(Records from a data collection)
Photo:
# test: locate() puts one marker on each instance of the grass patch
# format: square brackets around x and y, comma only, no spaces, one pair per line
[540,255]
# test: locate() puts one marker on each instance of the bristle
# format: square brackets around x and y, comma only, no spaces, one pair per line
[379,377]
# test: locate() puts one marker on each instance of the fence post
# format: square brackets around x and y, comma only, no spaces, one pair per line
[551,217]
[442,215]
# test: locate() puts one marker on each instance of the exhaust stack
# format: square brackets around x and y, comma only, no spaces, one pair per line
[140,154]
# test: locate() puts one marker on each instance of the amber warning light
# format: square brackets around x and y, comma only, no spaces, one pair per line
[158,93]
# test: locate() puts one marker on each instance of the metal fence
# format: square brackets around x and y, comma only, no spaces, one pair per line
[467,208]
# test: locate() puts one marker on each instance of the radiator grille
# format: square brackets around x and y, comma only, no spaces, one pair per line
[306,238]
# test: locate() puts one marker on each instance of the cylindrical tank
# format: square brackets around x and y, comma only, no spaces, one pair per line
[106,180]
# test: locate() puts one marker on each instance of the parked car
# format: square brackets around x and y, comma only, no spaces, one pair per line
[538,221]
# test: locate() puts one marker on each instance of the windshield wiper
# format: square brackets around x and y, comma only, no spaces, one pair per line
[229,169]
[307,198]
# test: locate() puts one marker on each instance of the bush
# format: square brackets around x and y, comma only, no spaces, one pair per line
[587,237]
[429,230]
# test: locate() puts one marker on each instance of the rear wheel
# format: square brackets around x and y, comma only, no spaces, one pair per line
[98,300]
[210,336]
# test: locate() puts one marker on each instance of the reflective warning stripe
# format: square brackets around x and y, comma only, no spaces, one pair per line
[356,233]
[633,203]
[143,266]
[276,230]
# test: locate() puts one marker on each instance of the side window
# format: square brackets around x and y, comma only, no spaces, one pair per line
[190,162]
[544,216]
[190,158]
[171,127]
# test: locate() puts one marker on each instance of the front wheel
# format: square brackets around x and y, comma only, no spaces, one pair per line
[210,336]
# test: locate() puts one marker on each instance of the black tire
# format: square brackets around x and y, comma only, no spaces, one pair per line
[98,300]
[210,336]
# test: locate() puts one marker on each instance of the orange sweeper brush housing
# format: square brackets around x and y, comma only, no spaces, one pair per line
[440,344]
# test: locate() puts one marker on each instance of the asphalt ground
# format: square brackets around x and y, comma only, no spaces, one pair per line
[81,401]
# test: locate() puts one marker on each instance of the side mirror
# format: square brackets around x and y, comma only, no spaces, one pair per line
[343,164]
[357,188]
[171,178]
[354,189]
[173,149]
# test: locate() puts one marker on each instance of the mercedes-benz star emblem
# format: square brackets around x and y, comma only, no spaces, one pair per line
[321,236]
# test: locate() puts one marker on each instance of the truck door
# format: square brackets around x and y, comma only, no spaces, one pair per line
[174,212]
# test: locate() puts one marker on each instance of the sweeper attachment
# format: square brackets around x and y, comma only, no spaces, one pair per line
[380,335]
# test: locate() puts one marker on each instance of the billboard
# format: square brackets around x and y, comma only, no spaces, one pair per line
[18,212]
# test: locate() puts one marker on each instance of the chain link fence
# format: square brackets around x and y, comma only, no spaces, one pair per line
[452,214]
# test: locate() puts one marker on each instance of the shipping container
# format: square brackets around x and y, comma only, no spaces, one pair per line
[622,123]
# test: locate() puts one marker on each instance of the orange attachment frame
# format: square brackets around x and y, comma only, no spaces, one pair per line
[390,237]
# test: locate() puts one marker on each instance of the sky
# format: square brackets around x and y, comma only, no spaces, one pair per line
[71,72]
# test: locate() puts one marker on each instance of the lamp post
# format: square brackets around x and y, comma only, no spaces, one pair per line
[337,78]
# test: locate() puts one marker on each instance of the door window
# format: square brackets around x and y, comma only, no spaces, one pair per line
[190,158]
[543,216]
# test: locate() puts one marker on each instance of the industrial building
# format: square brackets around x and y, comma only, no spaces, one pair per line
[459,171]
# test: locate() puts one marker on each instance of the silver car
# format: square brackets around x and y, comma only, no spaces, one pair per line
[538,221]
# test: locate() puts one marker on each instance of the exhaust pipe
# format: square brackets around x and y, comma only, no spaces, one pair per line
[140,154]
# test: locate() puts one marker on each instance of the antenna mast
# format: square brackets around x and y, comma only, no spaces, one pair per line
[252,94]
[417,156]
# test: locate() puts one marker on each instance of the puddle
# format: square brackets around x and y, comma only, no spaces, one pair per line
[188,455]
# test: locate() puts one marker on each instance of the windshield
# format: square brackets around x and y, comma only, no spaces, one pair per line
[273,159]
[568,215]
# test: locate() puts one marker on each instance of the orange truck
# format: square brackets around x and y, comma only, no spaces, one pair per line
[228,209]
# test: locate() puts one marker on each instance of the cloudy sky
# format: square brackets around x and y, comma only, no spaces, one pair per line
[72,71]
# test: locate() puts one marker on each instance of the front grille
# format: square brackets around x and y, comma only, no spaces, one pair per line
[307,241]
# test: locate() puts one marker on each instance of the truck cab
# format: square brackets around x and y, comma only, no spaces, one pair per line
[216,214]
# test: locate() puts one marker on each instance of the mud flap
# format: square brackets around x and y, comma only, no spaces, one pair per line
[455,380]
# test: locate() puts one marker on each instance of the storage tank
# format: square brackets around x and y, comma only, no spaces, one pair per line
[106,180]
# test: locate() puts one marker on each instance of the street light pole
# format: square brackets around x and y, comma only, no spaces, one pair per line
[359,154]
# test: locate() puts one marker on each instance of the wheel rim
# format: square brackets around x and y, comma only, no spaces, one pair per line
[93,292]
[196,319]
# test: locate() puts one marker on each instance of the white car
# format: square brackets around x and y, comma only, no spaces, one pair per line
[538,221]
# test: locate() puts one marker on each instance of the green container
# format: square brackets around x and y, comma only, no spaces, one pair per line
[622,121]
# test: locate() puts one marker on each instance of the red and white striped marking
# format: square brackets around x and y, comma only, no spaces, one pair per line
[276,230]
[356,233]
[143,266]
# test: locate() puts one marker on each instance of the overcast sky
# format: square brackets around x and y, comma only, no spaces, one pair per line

▶ _Work to be completed_: Transcribe every line above, character for character.

▶ _Answer box_:
Photo:
# test: locate() puts one marker on each instance of the grass patch
# format: square brackets around x and y, comma only, no spaces, one pair per line
[540,255]
# test: locate() puts one marker on each instance of the bristle
# format: square brackets around x and y, comma only, no spaces, one pair per line
[379,377]
# test: locate() puts one marker on each instance of the fence post
# format: square brackets around x and y, comma only, no spaces, one pair per line
[551,217]
[442,215]
# test: locate() puts one marker on each instance of the exhaust stack
# format: square brackets around x and y, comma only, no spaces, one pair per line
[140,154]
# test: locate() puts one marker on each instance of the amber warning light
# format: square brackets around x and y, comma only, no spaces, one pair per line
[158,93]
# test: locate() puts one marker on each instance of the metal fence
# format: square brackets around x and y, comma only, no spaces, one pair per line
[467,208]
# test: locate() puts one marker on each instance of the radiator grille
# format: square brackets around x and y, comma only, no spaces, one pair per line
[306,238]
# test: locate() puts one marker on each instance of the cylindrical tank
# format: square brackets around x and y, comma only, no spaces, one pair per line
[106,180]
# test: locate() puts one marker on each instance of the parked car
# format: square brackets around x and y, comma only, no spaces, one pair per line
[538,221]
# test: locate() puts one marker on each instance of the windshield wiper
# format: square brackets around x and y, comma only, no spaces, one pair per line
[229,169]
[307,198]
# test: locate() puts one marker on each instance of the bush
# format: square brackets around x and y, comma only, no spaces, one pair per line
[587,237]
[429,230]
# test: locate() puts one marker on each instance of the rear wheel
# format: square brackets around x and y, comma only, no spaces, one pair per line
[98,300]
[210,336]
# test: locate() puts one marker on each instance of the reflective warning stripe
# format: square brackets around x and y, comma only, no spaces, one pair per line
[356,233]
[633,203]
[143,266]
[276,230]
# test: locate() puts one marker on each instance of the side window
# format: square brackets around x and y, comma only, no spaces, one pair per line
[190,162]
[544,216]
[190,158]
[171,127]
# test: locate() puts one marker on each instance of the front wheel
# format: square brackets around x and y, comma only, no spaces, one pair per line
[210,336]
# test: locate() puts one marker on each instance of the black tire
# format: square brackets around x and y, comma only, no spaces, one pair per line
[98,300]
[210,336]
# test: locate() puts one marker on each instance of the orange sweeper brush housing
# format: square brackets around x and y, comma only, no spaces, one pair per line
[440,344]
# test: locate() puts one marker on each instance of the asphalt ground
# format: square brackets around x and y, comma only, no spaces, one pair per line
[81,401]
# test: locate() puts one marker on each instance of the side mirror
# format: square brackets around x and y, comma only, no spaces, one pair per line
[343,164]
[357,188]
[171,178]
[354,189]
[173,149]
# test: locate() puts one marker on each instance of the mercedes-benz star emblem
# format: square brackets around x and y, comma only, no spaces, one pair per line
[321,236]
# test: locate() puts one marker on each instance of the truck door
# format: square brackets around x and y, comma only, no spaces, one pair per line
[174,212]
# test: locate() puts one marker on each instance of the sweeper attachment
# format: square brackets around x and y, comma only, no spaces, one pair per line
[380,335]
# test: locate() puts one marker on each instance of the billboard
# format: square brackets around x and y, comma only, no spaces, one pair per line
[18,212]
# test: locate() puts one marker on each instance of the chain link fence
# format: square brackets around x and y, comma only, no spaces, one pair per line
[452,214]
# test: locate() puts one marker on each instance of the shipping container
# format: square brackets around x and y, comma only, no spaces, one pair per line
[622,123]
# test: locate() puts one marker on each instance of the orange attachment frame
# format: square brackets around x and y, comma only, no spaces, one pair per line
[390,237]
# test: locate() puts one marker on each instance of the sky
# format: square brackets around x and y, comma only, no spaces, one pair per line
[71,72]
# test: locate() puts one marker on each instance of the lamp post
# format: square brackets around x and y, comma only, no spaces, one pair per line
[337,78]
# test: locate() puts one marker on each instance of the door window
# format: square brackets around x and y, comma only, no spaces, one pair per line
[190,158]
[543,216]
# test: locate() puts one marker on each instance of the industrial building
# format: square brackets around x and y, comma only, no spaces, one pair per line
[459,171]
# test: locate() puts one marker on each instance of the silver car
# format: square brackets around x and y, comma only, no spaces, one pair per line
[538,221]
# test: locate() puts one marker on each instance of the exhaust pipe
# format: square brackets around x and y, comma only, no spaces, one pair per line
[140,154]
# test: locate() puts one marker on each instance of the antenna mast
# format: square brackets around x and y, comma only, no spaces, one pair per line
[252,94]
[417,156]
# test: locate() puts one marker on each instance of the puddle
# format: square brackets around x and y, comma only, no spaces, one pair per line
[188,455]
# test: locate() puts one marker on each instance of the windshield
# format: square brackets around x and y, comma only, no spaces, one pair per line
[273,159]
[568,215]
# test: locate() puts one marker on each instance of the orange truck
# format: square brackets around x and y, comma only, no spaces, one pair per line
[228,209]
# test: locate() puts one marker on each instance of the cloudy sky
# format: square brackets around x and y, comma only, no spaces, one pair per line
[72,71]
# test: locate() puts one marker on each instance of the front grille
# format: square brackets around x and y, comma only, no spaces, one pair per line
[307,241]
# test: locate() puts one marker on each instance of the truck cab
# format: square brackets around x and y, comma only, no spaces, one pair per line
[216,214]
# test: locate() puts one marker on each instance of the mud flap
# format: square brackets around x and y, comma only, no spaces, one pair per line
[455,380]
# test: locate() puts one marker on each instance of the storage tank
# format: square brackets around x and y, comma only, no spaces, one pair per line
[106,180]
# test: locate() puts one marker on each instance of the street light pole
# format: square brackets around x and y, comma only, no spaces, one pair per line
[359,154]
# test: locate() puts one marker on each instance of the wheel rim
# format: square brackets around x and y, comma only, no spaces, one pair per line
[93,292]
[196,319]
# test: locate() puts one marker on each instance of the white car
# format: square brackets around x and y, comma only, no spaces, one pair per line
[538,221]
# test: locate() puts one marker on each instance of the green container
# format: square brackets around x and y, comma only, no spaces, one pair per line
[622,121]
# test: locate() puts one marker on each instance of the red and white striped marking
# format: square brackets around x and y, comma only, no spaces, one pair per line
[276,230]
[356,233]
[143,266]
# test: locate() puts one marker on each instance of the overcast sky
# format: square brackets around x and y, comma only, no spaces, one pair per line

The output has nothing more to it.